Can you reproduce every one of the rows below word for word, without changing anything?
+++
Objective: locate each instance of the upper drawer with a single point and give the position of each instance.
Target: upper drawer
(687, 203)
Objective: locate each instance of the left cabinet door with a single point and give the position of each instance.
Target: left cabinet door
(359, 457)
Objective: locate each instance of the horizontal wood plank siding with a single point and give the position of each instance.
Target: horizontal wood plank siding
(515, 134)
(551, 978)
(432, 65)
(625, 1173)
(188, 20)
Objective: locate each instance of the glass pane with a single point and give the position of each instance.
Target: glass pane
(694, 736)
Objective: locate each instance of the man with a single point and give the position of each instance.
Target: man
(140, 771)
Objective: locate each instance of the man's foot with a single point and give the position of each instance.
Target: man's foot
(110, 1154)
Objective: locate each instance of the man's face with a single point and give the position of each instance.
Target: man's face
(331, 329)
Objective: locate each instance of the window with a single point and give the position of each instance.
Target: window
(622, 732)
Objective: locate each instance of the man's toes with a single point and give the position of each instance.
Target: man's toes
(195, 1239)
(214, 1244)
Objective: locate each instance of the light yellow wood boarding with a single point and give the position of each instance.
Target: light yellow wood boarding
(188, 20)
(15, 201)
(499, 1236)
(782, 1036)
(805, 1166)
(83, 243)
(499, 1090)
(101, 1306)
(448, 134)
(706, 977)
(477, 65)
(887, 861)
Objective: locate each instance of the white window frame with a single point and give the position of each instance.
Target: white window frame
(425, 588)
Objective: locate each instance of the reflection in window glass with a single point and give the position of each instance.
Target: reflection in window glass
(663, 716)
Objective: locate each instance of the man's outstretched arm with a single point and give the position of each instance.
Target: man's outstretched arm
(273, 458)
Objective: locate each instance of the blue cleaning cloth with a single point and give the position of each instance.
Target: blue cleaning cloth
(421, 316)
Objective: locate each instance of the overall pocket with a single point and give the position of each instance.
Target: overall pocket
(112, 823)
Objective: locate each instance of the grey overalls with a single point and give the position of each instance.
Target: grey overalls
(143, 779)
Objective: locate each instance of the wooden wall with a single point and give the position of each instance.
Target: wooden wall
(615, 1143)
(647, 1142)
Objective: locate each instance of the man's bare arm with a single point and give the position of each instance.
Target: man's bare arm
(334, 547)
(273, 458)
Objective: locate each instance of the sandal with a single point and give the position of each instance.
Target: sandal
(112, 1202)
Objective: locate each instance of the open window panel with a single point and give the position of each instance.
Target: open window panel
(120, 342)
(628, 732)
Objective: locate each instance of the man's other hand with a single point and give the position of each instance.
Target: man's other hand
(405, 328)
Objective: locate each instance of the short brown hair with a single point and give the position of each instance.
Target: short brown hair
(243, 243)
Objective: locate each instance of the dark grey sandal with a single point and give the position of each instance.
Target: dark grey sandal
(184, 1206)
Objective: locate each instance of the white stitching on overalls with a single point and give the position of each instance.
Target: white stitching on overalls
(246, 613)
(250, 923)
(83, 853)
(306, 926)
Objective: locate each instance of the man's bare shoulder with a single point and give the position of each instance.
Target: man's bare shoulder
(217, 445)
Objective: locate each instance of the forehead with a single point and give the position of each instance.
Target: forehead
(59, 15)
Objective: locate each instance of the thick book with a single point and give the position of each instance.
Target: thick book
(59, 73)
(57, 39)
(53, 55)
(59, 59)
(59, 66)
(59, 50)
+++
_Response below:_
Objective: locate each instance of the upper drawer with a single point and give the position of each instance.
Target: upper drawer
(687, 203)
Objective: locate each instance of the left cabinet door with a single point and give the position of each instance.
Target: left cabinet door
(359, 457)
Objective: locate each instance of the horizontal wood plank siding with a single point and give the position of each instance.
Target: horizontal wood plank siding
(515, 134)
(551, 978)
(432, 65)
(625, 1173)
(188, 20)
Objective: locate each instance of the glass pane with a single point and give the position of each instance.
Target: glass pane
(694, 736)
Objective: locate each instance of the man with a single point and give the position of each instance.
Target: man
(140, 771)
Objective: locate each instance of the man's foot with a single point and give the position of each instance.
Target: man's foot
(110, 1154)
Objective: locate each instance of the man's face with a single point and give the position of each instance.
Target: man's face
(331, 329)
Objective: locate each instance of the window with a single point and give the position of each instance.
Target: window
(622, 732)
Objective: locate each instance of the man's toes with a single point and give the position of each instance.
Target: man's toes
(195, 1239)
(214, 1244)
Objective: locate each instance of the light yellow wood boarding with a single point and give the position of each instance.
Target: light yellow wood boarding
(188, 20)
(15, 201)
(499, 1236)
(782, 1036)
(805, 1166)
(83, 243)
(499, 1090)
(101, 1306)
(448, 134)
(706, 977)
(477, 65)
(887, 861)
Objective: locate each instance of the white window frame with a single point and give the position of each instance.
Target: white window frame
(425, 588)
Objective: locate each instance of the reflection in window glass with a single point and give the position of each instance.
Target: reflection in window glass
(663, 716)
Objective: locate each instance of the man's outstretched arm with a single point and give the position of each instance.
Target: man's outstretched arm
(273, 458)
Objective: locate each instance of the blue cleaning cloth with a single point and give the position of each instance.
Target: blue cleaning cloth
(421, 316)
Objective: locate each instance of the overall pocket with a single point and give the position of each instance.
Target: overall pocket
(112, 823)
Objective: locate each instance of the grey overalls with a single point and give the position of each instance.
Target: grey overalls
(143, 779)
Objective: locate each instance of the wooden wall with a single point and give the position of each instance.
Target: wooden wall
(615, 1143)
(647, 1142)
Objective: locate each instance of the man's bare arm with a single point and give the position of each instance.
Target: man's bare arm
(334, 547)
(273, 458)
Objective: locate each instance of the sandal with a single point and give the position of each instance.
Target: sandal
(112, 1202)
Objective: locate each instance of the open window panel with a single point and give the position of each instance.
Target: open window panel
(120, 342)
(628, 732)
Objective: locate each instance of the man's other hand with a single point and give the position of each instance.
Target: man's other hand
(405, 328)
Objective: locate each instance of the short brown hair with a single point and give the position of each instance.
Target: short brown hair
(243, 243)
Objective: locate each instance of the dark grey sandal with a single point and give the position of each instance.
Target: dark grey sandal
(184, 1206)
Objective: locate each instance of the white stitching on overalls with a single point and give the position of each instance.
Target: white stitching on overalls
(246, 613)
(250, 923)
(83, 853)
(306, 926)
Objective: locate each instance of the man's bare shoulder with a single point and give the position of each instance.
Target: man's bare shoulder
(217, 445)
Objective: locate each instance of the forehead with a single point and give the position of each instance.
Target: forehead
(59, 15)
Objective: locate each instance of the thick book with a single point and give the position of each instance.
Target: thick book
(59, 73)
(57, 39)
(53, 55)
(59, 59)
(59, 66)
(59, 50)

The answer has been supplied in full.